WHAT THE EXERCISE ASKS: Pick up the passage on infidelity below and extend it past its final sentence.

Infidelity isn’t purely sexual, either — a person can cheat on another through emotional infidelity as well. Men tend to display relatively greater distress in response to sexual, physical infidelity by their partner, whereas women tend to display relatively greater distress in response to emotional infidelity by their partner.
Other research shows that both men and women lie in relationships about infidelity, even though men reported more infidelity than women do (36% versus 21%, Stebleton & Rothenberger, 1993). And Corey (1989) suggests that sex is not the primary motivator for most affairs; a problematic relationship is. Adulterers cheat rather than face and resolve these problems.
A recent study of sexual dysfunction and infidelity from Italian researchers (Fisher et al., 2009) sheds additional light on characteristics associated with men who cheat. In a study of 2,592 heterosexual men who had sexual dysfunction, they found that infidelity was associated with relationship problems in their long-term relationship or marriage (especially if the man had a stable, secondary relationship with another woman). Men in the study who had extramarital affairs had higher stress at work, a longer primary relationship span, and higher risk of conflicts within the primal couple and within the family. In addition, the researchers found men who cheated were more likely to have a partner who had an illness or very low sexual desire. Men who cheated in this study were also found less likely to have low sexual desire, and had lower feelings of guilt about masturbation.
The precursors to cheat could be summarized as:
- Significant, ongoing, unresolved problems in the primary, long-term relationship or marriage
- A significant difference in sex drive between the two partners
- The older the primary relationship
- A greater difference in personality than perhaps the partners realize
- And to a far lesser extent, perhaps some theoretical, evolutionary remnants that may have reinforced multiple partners over monogamy (although this is just a hypothetical argument that would be difficult to disprove)
A good, healthy relationship means understanding one another, including one’s sexual needs. In this way, men and women are not so different. Some women prefer romance, but guess what — so do some men. None of these types of generalizations are of any use until you understand the person (not the object) you are in a relationship with. That’s done through simple communication — sit down and talk about your sexual needs with your partner.

DATA RECORDS:
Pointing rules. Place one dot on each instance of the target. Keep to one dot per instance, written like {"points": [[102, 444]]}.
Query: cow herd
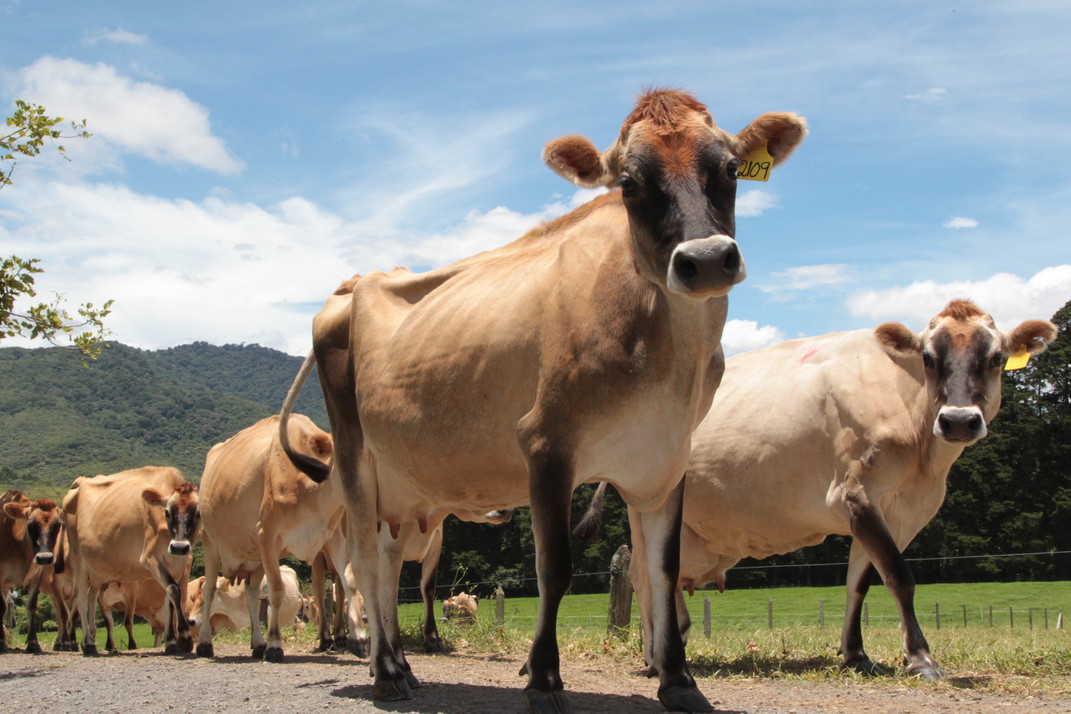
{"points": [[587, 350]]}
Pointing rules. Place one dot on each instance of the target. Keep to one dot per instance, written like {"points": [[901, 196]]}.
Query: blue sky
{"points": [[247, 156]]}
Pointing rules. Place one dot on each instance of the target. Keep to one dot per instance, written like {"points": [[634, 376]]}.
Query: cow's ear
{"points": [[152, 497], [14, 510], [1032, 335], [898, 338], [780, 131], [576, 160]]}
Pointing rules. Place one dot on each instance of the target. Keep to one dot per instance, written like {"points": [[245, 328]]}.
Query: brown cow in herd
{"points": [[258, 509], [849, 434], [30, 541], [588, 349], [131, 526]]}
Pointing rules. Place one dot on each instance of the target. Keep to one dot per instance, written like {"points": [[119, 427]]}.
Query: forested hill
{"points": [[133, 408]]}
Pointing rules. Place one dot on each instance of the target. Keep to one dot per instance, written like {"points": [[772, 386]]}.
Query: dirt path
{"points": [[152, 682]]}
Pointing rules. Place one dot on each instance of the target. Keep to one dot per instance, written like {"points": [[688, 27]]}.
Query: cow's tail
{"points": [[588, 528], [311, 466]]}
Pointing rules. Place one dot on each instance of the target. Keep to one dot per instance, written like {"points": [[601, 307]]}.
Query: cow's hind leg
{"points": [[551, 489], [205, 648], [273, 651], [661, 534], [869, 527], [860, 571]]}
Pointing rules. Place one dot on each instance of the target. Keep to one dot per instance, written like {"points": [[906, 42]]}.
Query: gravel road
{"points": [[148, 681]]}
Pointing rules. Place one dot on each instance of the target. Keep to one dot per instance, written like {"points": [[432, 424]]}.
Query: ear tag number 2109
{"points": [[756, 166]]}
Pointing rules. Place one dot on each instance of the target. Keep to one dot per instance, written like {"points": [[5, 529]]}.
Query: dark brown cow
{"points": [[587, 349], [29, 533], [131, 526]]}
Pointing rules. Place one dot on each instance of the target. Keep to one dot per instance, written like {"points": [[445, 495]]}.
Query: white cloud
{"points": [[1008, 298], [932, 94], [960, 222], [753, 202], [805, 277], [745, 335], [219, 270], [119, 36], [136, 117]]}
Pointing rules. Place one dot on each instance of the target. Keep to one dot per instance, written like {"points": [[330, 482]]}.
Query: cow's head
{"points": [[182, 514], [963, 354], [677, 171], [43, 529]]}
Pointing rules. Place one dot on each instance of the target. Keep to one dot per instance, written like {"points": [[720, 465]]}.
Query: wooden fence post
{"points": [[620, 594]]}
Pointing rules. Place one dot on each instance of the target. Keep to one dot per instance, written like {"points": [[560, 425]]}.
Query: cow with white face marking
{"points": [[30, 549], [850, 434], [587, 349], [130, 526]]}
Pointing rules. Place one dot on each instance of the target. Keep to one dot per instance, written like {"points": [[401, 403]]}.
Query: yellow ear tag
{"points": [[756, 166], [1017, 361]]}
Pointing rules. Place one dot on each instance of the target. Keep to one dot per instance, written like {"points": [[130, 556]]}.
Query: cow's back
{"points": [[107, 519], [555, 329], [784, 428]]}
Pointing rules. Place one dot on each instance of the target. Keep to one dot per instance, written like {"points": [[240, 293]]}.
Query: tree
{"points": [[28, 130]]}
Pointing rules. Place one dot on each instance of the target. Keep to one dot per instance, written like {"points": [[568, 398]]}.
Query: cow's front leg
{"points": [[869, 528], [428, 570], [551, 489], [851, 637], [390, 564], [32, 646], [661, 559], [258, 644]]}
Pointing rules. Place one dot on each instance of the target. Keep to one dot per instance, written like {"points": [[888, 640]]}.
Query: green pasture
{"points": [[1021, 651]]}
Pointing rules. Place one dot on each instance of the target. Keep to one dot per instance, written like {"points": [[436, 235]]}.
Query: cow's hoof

WRITTEN RESPONSE:
An unhealthy relationship that lacks real communication and is on auto-pilot is at risk for a cheating partner. Especially if problems are present in the relationship that are not being realistically addressed in a timely manner (e.g., through couple’s counseling or marriage therapy). Relationships don’t cure themselves — it takes the resolve and commitment of both people in order to make it work.
Why Tiger Woods cheated will likely remain a mystery for some time, until he chooses to share his own personal motivations. But if he’s like most men who cheat, he likely did so because of dissatisfaction with his marriage, a difference in sex drive between him and his spouse, and perhaps greater personality differences between he and his spouse that either of them realize.
Barash, D.P. & Lipton, J.E. (2001). The myth of monogamy: Fidelity and infidelity in animals and people. New York, NY: W H Freeman/Times Books/ Henry Holt & Co.
Corey, M.A. (1989). Why Men Cheat: Psychological Profiles of the Adulterous Male. Springfield, IL, England: Charles C Thomas.
Fisher, A.D., Corona, G., Bandini, E., Mannucci, E., Lotti, F., Boddi, V., Forti, G., Maggi, M. (2009). Psychobiological correlates of extramarital affairs and differences between stable and occasional infidelity among men with sexual dysfunctions. Journal of Sexual Medicine, 6(3), 866-875.
Orzeck, T. & Lung, E. (2005). Big-Five Personality Differences of Cheaters and Non-Cheaters. Current Psychology: Developmental, Learning, Personality, Social, 24(4), 274-286.
Stebleton, M.J. & Rothenberger, J.H. (1993). Truth or consequences: Dishonesty in dating and HIV/AIDS-related issues in a college-age population. Journal of American College Health, 42(2), 51-54.